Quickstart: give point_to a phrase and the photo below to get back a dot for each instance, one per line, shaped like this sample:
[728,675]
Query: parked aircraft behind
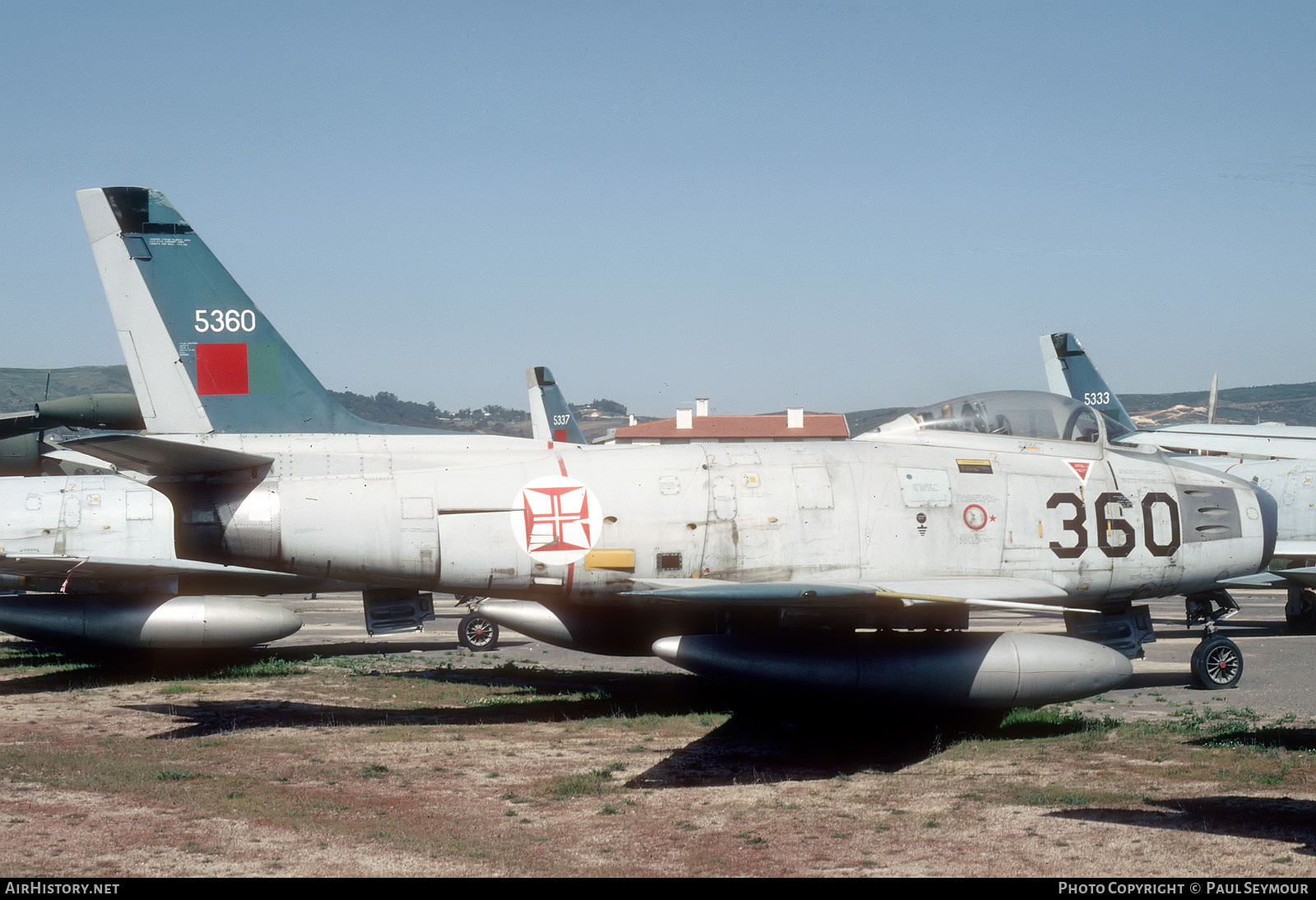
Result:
[1290,479]
[752,564]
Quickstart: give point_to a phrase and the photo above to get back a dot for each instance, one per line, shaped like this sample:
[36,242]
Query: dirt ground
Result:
[392,766]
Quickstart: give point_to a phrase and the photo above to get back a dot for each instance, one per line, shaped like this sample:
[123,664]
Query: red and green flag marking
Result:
[227,369]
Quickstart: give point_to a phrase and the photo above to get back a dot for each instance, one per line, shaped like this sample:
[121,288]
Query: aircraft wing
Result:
[153,456]
[111,568]
[977,591]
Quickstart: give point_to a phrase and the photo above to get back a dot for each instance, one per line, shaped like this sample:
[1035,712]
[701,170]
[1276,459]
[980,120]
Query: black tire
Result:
[1306,617]
[1217,663]
[477,633]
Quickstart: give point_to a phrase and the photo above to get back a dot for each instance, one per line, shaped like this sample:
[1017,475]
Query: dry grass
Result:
[385,768]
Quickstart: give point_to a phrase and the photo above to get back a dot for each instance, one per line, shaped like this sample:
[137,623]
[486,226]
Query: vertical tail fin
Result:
[1070,371]
[550,415]
[202,357]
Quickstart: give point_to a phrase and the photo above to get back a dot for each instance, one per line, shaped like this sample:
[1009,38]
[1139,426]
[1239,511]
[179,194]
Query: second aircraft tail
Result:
[1070,373]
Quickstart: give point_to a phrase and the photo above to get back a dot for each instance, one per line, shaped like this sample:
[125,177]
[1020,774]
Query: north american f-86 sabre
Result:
[839,570]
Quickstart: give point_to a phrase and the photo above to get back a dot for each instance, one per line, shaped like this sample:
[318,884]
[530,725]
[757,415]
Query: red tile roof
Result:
[769,428]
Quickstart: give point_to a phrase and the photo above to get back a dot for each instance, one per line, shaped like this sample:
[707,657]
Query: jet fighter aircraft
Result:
[752,564]
[1290,476]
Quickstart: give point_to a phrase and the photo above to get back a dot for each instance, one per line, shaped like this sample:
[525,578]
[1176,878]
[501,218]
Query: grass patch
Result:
[598,781]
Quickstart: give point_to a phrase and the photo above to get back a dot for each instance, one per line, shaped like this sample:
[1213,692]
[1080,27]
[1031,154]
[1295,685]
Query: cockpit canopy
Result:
[1015,414]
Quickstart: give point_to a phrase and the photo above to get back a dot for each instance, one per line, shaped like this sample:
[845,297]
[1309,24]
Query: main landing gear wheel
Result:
[1217,663]
[477,633]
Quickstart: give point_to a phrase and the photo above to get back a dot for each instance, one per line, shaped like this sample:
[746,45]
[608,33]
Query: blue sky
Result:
[839,206]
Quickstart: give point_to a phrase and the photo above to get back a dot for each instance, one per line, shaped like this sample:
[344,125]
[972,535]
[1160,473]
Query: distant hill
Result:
[1293,404]
[23,387]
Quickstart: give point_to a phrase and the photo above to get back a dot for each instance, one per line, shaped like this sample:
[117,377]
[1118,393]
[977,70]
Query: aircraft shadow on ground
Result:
[1277,819]
[753,746]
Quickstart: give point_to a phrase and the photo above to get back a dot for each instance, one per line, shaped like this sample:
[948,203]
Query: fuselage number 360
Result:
[1115,536]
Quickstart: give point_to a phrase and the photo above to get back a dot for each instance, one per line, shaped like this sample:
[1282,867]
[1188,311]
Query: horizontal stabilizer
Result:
[1304,577]
[160,457]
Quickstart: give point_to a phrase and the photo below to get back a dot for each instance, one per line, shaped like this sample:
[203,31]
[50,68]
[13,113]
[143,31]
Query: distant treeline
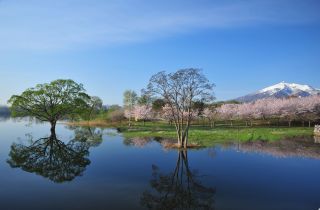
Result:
[4,111]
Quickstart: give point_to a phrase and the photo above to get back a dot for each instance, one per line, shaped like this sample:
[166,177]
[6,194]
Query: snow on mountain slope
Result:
[280,90]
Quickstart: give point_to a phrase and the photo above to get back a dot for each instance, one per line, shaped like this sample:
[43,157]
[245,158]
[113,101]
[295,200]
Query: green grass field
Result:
[207,136]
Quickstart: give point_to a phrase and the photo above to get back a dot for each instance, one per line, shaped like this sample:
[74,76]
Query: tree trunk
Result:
[53,127]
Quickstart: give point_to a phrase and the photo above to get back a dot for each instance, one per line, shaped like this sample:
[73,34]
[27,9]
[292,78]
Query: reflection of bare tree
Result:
[317,139]
[51,158]
[178,190]
[302,147]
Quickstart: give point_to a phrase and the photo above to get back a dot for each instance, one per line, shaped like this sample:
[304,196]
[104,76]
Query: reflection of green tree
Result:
[92,136]
[137,141]
[178,190]
[51,158]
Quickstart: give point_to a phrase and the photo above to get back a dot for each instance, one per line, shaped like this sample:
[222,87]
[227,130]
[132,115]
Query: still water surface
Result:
[98,169]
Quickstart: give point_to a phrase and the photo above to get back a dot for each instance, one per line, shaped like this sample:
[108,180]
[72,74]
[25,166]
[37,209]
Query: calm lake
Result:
[98,169]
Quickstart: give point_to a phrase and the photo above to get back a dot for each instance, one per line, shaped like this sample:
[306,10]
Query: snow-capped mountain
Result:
[281,90]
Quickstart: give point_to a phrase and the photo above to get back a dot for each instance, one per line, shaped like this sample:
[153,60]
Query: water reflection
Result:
[181,189]
[53,158]
[293,147]
[89,135]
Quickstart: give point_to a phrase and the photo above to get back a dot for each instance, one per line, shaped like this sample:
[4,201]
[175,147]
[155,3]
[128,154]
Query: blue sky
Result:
[114,45]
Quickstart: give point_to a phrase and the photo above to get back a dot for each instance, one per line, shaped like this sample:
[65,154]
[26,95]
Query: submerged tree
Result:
[51,158]
[178,190]
[180,90]
[50,102]
[130,99]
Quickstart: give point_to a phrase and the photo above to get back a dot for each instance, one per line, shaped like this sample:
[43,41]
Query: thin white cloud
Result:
[54,25]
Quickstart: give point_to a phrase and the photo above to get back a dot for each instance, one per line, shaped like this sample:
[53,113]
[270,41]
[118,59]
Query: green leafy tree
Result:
[50,102]
[180,90]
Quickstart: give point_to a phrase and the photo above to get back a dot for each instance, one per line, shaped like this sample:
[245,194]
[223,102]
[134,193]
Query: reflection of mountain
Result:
[52,158]
[178,190]
[299,147]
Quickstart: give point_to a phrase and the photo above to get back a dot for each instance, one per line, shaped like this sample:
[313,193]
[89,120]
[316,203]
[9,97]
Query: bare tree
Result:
[129,101]
[180,90]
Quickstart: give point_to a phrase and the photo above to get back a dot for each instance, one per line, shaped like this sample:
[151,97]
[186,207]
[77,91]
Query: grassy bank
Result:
[204,135]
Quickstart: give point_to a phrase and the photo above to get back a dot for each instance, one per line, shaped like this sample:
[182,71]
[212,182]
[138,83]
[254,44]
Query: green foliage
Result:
[129,98]
[50,101]
[206,136]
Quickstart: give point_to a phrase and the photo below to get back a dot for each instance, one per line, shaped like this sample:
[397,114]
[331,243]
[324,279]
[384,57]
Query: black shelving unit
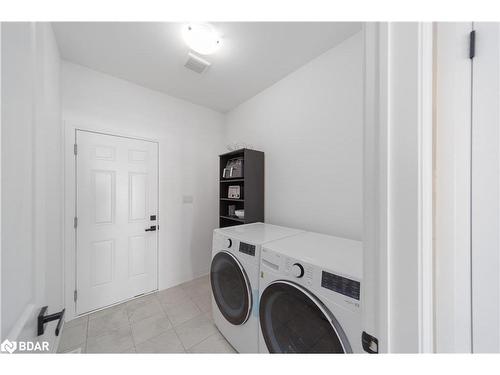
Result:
[251,187]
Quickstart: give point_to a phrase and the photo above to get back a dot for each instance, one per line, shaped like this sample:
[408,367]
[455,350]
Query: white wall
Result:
[190,138]
[31,178]
[398,256]
[309,125]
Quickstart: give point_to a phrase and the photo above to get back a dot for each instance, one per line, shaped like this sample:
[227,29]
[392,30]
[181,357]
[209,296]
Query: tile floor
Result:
[175,320]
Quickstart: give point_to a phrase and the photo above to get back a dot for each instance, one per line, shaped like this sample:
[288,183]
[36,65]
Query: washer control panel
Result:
[247,249]
[339,284]
[299,270]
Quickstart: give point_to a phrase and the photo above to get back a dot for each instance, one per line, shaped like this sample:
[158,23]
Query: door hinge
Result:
[472,44]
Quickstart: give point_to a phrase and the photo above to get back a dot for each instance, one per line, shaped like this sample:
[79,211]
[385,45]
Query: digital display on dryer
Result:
[342,285]
[247,249]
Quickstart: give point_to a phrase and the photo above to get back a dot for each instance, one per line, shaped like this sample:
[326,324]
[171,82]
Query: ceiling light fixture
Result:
[201,38]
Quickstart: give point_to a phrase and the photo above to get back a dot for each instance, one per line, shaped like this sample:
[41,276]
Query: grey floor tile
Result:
[182,312]
[73,337]
[108,323]
[143,308]
[107,311]
[204,302]
[209,315]
[77,321]
[213,344]
[148,328]
[195,331]
[198,290]
[167,342]
[119,341]
[173,296]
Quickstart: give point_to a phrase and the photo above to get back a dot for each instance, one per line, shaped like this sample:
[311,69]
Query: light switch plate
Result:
[187,199]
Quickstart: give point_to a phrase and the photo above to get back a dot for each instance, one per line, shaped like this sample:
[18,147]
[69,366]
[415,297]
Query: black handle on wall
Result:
[43,319]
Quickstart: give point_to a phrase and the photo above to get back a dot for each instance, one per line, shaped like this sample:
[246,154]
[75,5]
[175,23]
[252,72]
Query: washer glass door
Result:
[230,288]
[293,320]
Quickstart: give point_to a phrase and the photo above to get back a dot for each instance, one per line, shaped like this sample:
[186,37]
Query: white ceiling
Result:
[253,55]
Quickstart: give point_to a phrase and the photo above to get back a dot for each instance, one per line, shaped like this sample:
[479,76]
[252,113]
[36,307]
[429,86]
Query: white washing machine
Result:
[310,290]
[234,277]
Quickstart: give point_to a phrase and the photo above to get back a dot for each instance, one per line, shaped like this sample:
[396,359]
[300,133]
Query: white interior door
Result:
[117,201]
[486,190]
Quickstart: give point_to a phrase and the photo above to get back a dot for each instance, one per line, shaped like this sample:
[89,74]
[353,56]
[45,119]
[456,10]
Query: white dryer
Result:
[310,290]
[234,278]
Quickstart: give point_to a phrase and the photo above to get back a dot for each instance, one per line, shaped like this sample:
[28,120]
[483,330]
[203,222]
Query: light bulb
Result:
[201,38]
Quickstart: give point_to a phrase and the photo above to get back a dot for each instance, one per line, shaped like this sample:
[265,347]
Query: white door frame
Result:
[453,319]
[69,262]
[398,217]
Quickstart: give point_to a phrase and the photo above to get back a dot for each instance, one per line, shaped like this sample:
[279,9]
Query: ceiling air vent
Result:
[196,63]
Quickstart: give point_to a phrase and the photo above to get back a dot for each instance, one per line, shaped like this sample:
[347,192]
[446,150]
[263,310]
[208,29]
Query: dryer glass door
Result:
[293,320]
[230,288]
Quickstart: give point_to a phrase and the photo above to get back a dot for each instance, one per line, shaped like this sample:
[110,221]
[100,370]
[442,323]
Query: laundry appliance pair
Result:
[282,290]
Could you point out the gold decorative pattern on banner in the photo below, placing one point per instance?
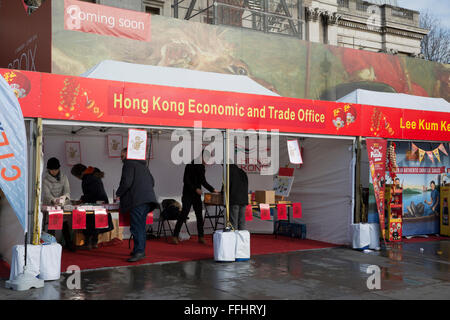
(421, 154)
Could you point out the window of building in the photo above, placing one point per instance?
(153, 7)
(152, 10)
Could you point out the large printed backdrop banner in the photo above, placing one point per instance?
(13, 151)
(416, 174)
(376, 150)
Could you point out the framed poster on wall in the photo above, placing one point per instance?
(73, 152)
(115, 145)
(137, 144)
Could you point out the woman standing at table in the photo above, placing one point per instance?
(93, 192)
(56, 191)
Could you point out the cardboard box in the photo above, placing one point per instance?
(214, 198)
(265, 196)
(103, 237)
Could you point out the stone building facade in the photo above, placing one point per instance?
(347, 23)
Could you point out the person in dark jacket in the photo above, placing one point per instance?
(93, 192)
(137, 196)
(238, 198)
(193, 180)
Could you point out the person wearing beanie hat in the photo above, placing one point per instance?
(55, 184)
(56, 191)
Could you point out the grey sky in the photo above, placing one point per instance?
(439, 8)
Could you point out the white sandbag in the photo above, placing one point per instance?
(50, 262)
(224, 246)
(374, 233)
(18, 259)
(360, 236)
(242, 245)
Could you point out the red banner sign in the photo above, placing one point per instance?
(84, 99)
(55, 219)
(106, 20)
(377, 149)
(420, 170)
(149, 219)
(297, 210)
(282, 211)
(78, 219)
(101, 219)
(265, 211)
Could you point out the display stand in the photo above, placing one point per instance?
(444, 219)
(394, 213)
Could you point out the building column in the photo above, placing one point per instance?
(312, 24)
(333, 19)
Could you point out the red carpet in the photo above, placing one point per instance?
(422, 239)
(158, 250)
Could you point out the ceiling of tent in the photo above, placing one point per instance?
(175, 77)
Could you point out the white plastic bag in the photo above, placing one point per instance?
(242, 245)
(184, 236)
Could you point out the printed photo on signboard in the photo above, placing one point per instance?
(73, 152)
(294, 152)
(137, 143)
(115, 145)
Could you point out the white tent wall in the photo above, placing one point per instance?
(11, 232)
(324, 186)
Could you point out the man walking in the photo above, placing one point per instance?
(136, 196)
(238, 196)
(193, 180)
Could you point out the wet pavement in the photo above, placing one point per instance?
(406, 272)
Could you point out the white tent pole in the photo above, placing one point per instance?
(36, 235)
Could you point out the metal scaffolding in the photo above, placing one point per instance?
(271, 16)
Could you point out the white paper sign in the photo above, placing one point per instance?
(295, 156)
(137, 144)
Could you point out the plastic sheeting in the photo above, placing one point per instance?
(396, 100)
(365, 236)
(324, 186)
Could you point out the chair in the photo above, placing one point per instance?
(170, 212)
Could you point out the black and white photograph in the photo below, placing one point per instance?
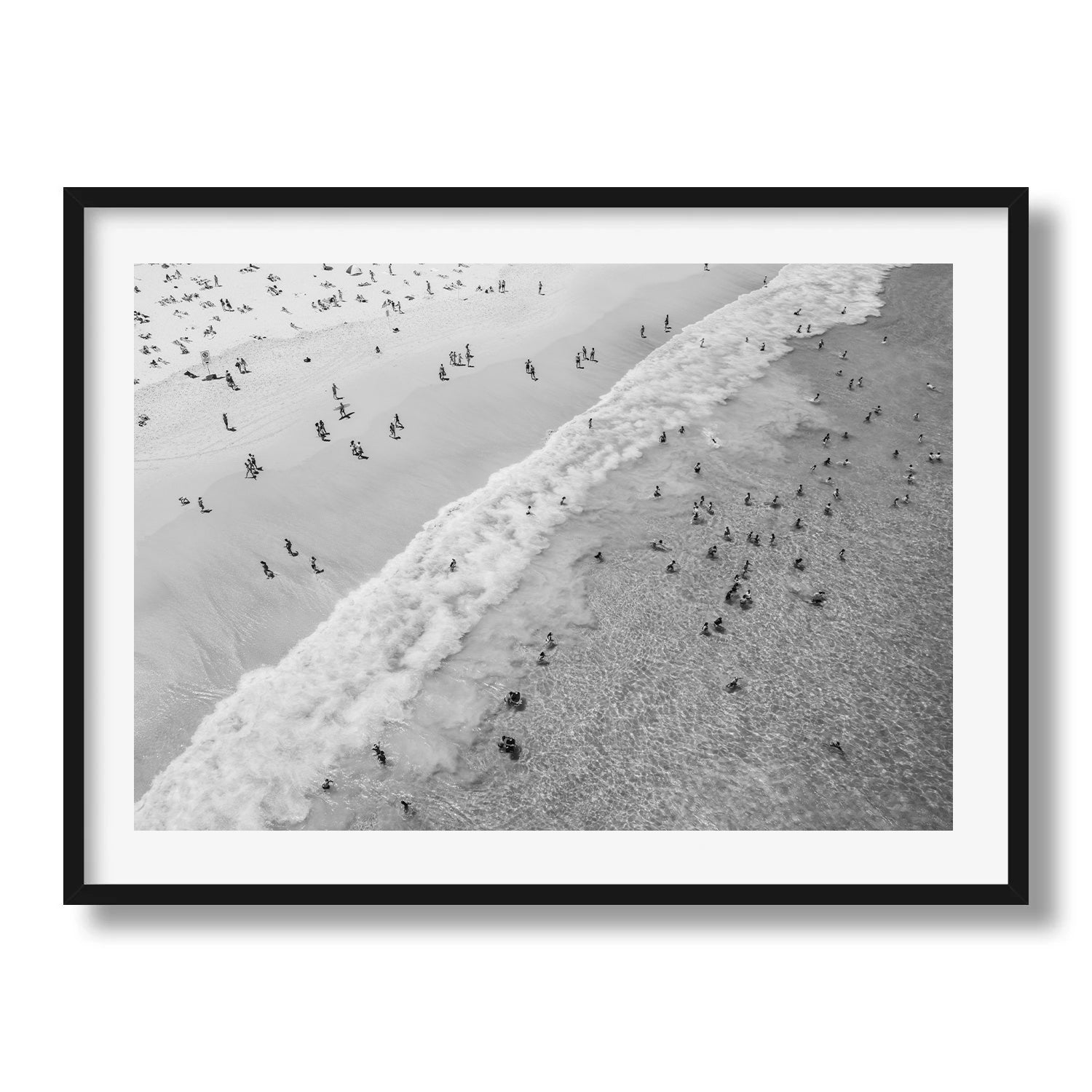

──────────────────────────────

What lines in the data above contain the word "washer"? Copy them all.

OUTPUT OF THE EXERCISE ::
Query: washer control panel
Query: washer glass door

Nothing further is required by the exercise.